What the task asks: Edit the lines below by putting "cloudy sky" wherever "overcast sky" appears, and keep every other part the same.

Point-based annotation data
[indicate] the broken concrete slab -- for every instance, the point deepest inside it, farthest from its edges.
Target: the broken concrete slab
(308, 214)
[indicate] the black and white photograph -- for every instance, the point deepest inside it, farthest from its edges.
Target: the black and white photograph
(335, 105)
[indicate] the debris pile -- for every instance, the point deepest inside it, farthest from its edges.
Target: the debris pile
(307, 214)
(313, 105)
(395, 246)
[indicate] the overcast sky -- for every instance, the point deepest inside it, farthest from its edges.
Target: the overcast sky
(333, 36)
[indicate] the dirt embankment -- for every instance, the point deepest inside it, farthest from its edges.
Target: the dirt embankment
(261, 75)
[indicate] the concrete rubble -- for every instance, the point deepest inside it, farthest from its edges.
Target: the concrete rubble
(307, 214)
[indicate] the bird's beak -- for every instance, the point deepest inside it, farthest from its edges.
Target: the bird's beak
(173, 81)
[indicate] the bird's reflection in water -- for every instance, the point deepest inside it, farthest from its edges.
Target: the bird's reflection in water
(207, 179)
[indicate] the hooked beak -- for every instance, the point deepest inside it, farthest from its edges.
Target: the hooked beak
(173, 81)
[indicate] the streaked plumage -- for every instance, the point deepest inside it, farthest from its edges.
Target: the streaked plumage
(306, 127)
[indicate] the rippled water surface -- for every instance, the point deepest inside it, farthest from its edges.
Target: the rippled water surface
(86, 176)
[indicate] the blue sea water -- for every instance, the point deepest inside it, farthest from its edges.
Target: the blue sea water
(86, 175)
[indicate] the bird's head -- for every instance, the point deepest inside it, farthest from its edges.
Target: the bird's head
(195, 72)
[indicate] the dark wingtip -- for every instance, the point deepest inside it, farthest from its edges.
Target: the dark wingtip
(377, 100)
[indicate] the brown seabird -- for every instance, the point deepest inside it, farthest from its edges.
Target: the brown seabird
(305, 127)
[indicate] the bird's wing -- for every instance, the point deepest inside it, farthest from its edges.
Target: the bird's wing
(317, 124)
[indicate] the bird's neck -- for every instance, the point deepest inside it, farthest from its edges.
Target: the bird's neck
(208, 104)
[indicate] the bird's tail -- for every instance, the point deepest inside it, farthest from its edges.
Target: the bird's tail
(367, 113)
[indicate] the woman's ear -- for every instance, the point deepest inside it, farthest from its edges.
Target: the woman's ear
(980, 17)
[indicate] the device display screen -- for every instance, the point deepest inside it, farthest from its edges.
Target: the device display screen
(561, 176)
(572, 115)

Written answer:
[indicate] the broken concrete slab -- for every instance, the point deepest inside it, farthest from its edges.
Target: the broken concrete slab
(308, 214)
[indicate] the black and white photograph -- for every instance, the point deepest inside it, farthest from its edges.
Target: the black and white photograph
(335, 105)
[indicate] the debris pile -- for every instance, the point deepest inside it, farthest from its edges.
Target: the debris pile
(307, 214)
(313, 105)
(395, 246)
[indicate] the cloudy sky -- for every instance, the point deepest inside it, farthest from its edges.
Target: the cloudy sky
(333, 36)
[indicate] the dirt embankment -- for every instance, the point deepest inside it, farthest from its edges.
Target: the dirt embankment
(261, 75)
[indicate] the concrete rubble -- for every instance, the point deepest inside it, farthest from its edges.
Target: the concrete rubble
(307, 214)
[indicate] the bird's beak -- for every instance, the point deepest inside it, farthest from its edges.
Target: the bird's beak
(173, 81)
[indicate] the bird's reflection in water -- for every instance, the point deepest inside it, farthest from its edges.
Target: the bird's reflection in water
(207, 179)
[indicate] the hooked beak -- for every instance, the point deepest inside it, farthest from its edges.
Target: the hooked beak
(173, 81)
[indicate] the streaked plumage -- for every instance, the point deepest inside it, farthest from its edges.
Target: the streaked plumage
(306, 127)
[indicate] the rippled water surface -- for every instance, the point deepest inside it, farthest from its edges.
Target: the rippled water surface
(86, 176)
[indicate] the blue sea water -- for every instance, the point deepest inside it, farthest from its edges.
Target: the blue sea water
(86, 175)
[indicate] the bird's head -- for every instance, the point deepest inside it, farthest from its edges.
Target: the bird's head
(195, 72)
[indicate] the dark wingtip -- for every instance, the point deepest inside it, farthest from its edges.
Target: the dark wingtip
(377, 100)
[indicate] the brown seabird -- for every instance, the point deepest inside it, farthest from its edges.
Target: the brown seabird
(305, 127)
[indicate] the bird's wing -- for every instance, the point deepest inside it, farthest from its edges.
Target: the bird's wing
(317, 124)
[indicate] the bird's neck -- for every instance, the point deepest inside it, farthest from its edges.
Target: the bird's neck
(208, 104)
[indicate] the bird's tail -- for every instance, the point deepest inside it, farthest from its edges.
Target: the bird's tail
(367, 113)
[indicate] the woman's ear -- for every instance, the point deepest inside it, farthest from its edges.
Target: the woman's ear
(980, 17)
[indicate] the device display screen -- for every instance, the point deepest inside it, farthest from its edges.
Target: the device display screen
(561, 176)
(572, 115)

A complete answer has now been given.